Start of Task data
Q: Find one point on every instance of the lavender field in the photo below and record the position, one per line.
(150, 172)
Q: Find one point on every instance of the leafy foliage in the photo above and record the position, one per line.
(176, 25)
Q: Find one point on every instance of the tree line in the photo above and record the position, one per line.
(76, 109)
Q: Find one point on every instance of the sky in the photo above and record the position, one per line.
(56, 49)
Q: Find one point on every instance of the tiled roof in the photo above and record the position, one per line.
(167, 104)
End of Task data
Start of Task data
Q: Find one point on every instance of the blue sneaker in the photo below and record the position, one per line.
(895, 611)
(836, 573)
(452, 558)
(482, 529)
End of Task data
### The request
Which lines of the material above contain the word "Find"? Pick them out and copy each one in full.

### Result of this task
Q: Find one point on every instance of the lavender field in the photo below and record the position, one per line.
Q: Find one point on every instance of the leafy foliage in the photo above and record the position, one per line.
Q: Find one point on every instance of the tree line in the photo above and record the position, one per line.
Q: Find one point on every instance of the sky in the photo above and record the position, one per line.
Q: Find one point on every instance of the tiled roof in the photo above and record the position, one per line.
Q: Find one point on every instance of the blue sneaker in the photo below and record the position, one per line.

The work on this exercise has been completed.